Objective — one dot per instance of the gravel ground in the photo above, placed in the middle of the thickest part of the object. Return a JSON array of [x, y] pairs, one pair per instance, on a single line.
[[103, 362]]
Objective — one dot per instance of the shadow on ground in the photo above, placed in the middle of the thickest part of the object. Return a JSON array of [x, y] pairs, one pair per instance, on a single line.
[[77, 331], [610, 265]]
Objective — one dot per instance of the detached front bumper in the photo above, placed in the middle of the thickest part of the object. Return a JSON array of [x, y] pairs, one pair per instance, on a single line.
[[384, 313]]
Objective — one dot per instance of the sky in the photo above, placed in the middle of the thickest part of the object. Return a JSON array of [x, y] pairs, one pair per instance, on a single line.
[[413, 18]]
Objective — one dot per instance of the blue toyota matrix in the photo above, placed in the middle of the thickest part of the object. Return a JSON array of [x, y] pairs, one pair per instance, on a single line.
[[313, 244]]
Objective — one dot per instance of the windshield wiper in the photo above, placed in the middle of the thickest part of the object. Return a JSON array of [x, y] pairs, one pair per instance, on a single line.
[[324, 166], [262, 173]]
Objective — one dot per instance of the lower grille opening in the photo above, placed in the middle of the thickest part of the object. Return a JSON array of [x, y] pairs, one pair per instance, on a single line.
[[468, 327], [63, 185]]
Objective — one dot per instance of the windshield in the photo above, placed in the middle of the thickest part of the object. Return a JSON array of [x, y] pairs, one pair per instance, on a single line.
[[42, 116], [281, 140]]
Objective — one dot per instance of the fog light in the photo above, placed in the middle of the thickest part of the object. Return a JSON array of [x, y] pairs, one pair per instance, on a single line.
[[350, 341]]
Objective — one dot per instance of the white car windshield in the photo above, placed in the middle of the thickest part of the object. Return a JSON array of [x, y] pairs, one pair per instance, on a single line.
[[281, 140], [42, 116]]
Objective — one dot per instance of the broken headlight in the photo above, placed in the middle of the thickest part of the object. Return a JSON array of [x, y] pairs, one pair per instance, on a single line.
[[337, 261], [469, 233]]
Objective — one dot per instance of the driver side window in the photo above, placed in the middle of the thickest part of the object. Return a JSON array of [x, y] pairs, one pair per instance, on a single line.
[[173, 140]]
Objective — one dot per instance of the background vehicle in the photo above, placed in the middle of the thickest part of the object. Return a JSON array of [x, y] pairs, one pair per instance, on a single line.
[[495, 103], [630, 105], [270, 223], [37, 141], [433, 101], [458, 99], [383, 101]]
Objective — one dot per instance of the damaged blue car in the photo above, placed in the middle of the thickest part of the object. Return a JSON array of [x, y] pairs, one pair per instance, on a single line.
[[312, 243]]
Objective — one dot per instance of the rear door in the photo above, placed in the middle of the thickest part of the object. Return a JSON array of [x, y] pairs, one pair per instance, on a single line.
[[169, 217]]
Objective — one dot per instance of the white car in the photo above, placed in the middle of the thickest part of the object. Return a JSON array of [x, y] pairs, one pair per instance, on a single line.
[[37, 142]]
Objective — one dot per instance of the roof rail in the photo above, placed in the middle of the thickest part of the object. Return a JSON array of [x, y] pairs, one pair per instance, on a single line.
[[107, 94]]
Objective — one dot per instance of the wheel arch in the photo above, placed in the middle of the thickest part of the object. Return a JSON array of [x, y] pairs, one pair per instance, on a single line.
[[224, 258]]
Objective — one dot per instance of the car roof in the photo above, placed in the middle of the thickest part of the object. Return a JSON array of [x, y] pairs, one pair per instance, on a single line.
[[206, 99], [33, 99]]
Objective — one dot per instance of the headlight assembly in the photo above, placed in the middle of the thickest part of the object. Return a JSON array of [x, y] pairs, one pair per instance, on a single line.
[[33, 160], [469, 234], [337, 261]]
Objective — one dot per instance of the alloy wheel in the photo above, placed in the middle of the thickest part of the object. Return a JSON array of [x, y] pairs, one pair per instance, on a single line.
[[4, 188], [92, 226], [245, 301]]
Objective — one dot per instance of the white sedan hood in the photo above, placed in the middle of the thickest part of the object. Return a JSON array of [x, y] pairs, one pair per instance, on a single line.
····················
Work to be completed.
Copy every line of the material above verbatim, from the first line to the last.

Correct answer.
Objective — one dot per instance of the gravel ground in the photo above, placed in the middle of the thickest part of the object. Return a JSON array of [x, y] pairs, one pair per instance, on a single line.
[[103, 362]]
Objective — one dot per instance of the shadow on ground in the photo above, placed in the middle of the thickest part of the object. Return a JSON array of [x, y] pairs, one pair per instance, on a single line.
[[77, 331], [610, 265]]
Objective — one dot per instance of the detached front bumper in the photo above, placed in the middle of the thickest part of the object. Return a JSON array of [x, y] pairs, one pair per instance, on a single line.
[[384, 313]]
Objective — one dot per instance of the sky in the photo above, placed in the middle of the thickest part of the object. Return a JSON array of [x, y] pairs, one pair per instance, on a single line.
[[413, 18]]
Objective — one dot per instance of the blue toyota matrix in the photo above, placed in the middle of the thickest part of the object. Return a JSON array of [x, y] pairs, one pair per instance, on a single line.
[[313, 244]]
Objective — one dot per instance of the windshield wiper in the photo above, placed in the middle of the thickest part of the object. Return a JSON array of [x, y] pairs, one pair per instance, on a single line.
[[324, 166], [262, 173]]
Objective — one dot per instance of the lower grille opening in the photo above, placed in the middle of the thickest part of the object. Return a JSON array of [x, y] pairs, one pair per instance, on a single line.
[[468, 327], [63, 185]]
Objective — one dot per instance of the windshield in the photo above, placed in the middle of the thickest part of the object. Return a JSON array of [x, y] pairs, one pair per instance, on a single line.
[[42, 116], [281, 140]]
Objective — one dot per instance of the fog light in the photo above, placed in the middle of the thickest part of the object. Return a JSON array of [x, y] pairs, one pair per instance, on a single line.
[[350, 341]]
Objective — one dot per instance of the white car windshield in the photo above, placed in the middle of the thickest part of the object. Return a JSON array of [x, y] pairs, one pair per instance, on a single line.
[[281, 140], [42, 116]]
Objective — one dot per instance of the broken headlight in the photo above, placed in the middle of the thickest part of the object. Return a JSON array of [x, y] pairs, one pair per instance, on a single line.
[[337, 261], [469, 233]]
Objective — one dot per instance of the driver side window in the photo above, placed in the middle of the thickest part of the object. Return a JSON array of [x, y] pairs, one pair per instance, on a single line.
[[173, 140]]
Objective — one dot per instance of the background vehicle in the photo above, placed in the middle of the thickest part of the object. Return a JSON array of [x, y] pairs, one pair per instance, on a single line.
[[495, 103], [630, 105], [270, 223], [37, 141], [433, 101], [458, 99], [383, 101]]
Objective — one dot per instance of the damaged blue car in the photo above, placed in the middle of the thickest part of the object. Return a JSON array of [x, y] pairs, one pair per instance, on a single line.
[[312, 243]]
Objective — one dot per instance of the rear door in the photo above, placed in the middle of the thickest part of the object. Return a JSON array of [x, y] pairs, one pair per instance, on a single line.
[[169, 217]]
Objective — one dot per instance of the white car in the photo above, placed in the middle of the thickest part of the object. Return a JSON array of [x, y] pairs, one pair per instance, on a single line.
[[37, 142]]
Objective — one dot per instance of the roof rail in the photo above, placed in the middle of the thickest part of the object. Return a JSON array of [x, y] pairs, one pair per instance, on a single line.
[[107, 94]]
Objective — one dot per instance of the wheel arch in the photo above, placed in the middle of the thickest part of the object. Return a JSON array of [x, y] pairs, one pair per instance, on a single line.
[[224, 258]]
Objective — one dot per instance of the car roof in the photo above, placed in the middle of the thickest part of the object. Return a JSON array of [x, y] pairs, one pair per instance, on a single line.
[[206, 99], [33, 99]]
Objective — one dot per instance of the headlight assembly in the photo above, placed in the middle of the thickest part of the object. Return a JSON array of [x, y] pairs, one pair per instance, on a single line.
[[33, 160], [469, 234], [337, 261]]
Objective — one dot per instance of the alloy wheel in the photo above, placed in the middle of the thickest part of the object. Return a JSON array of [x, y] pairs, one pair per instance, on a single line.
[[4, 188], [92, 226], [245, 301]]
Objective — one dot per instance of the white sedan hood in the photo above, placed in the middle of the thickest part of the object. Return a JSON array of [x, y] pairs, one pair per instance, on a single line.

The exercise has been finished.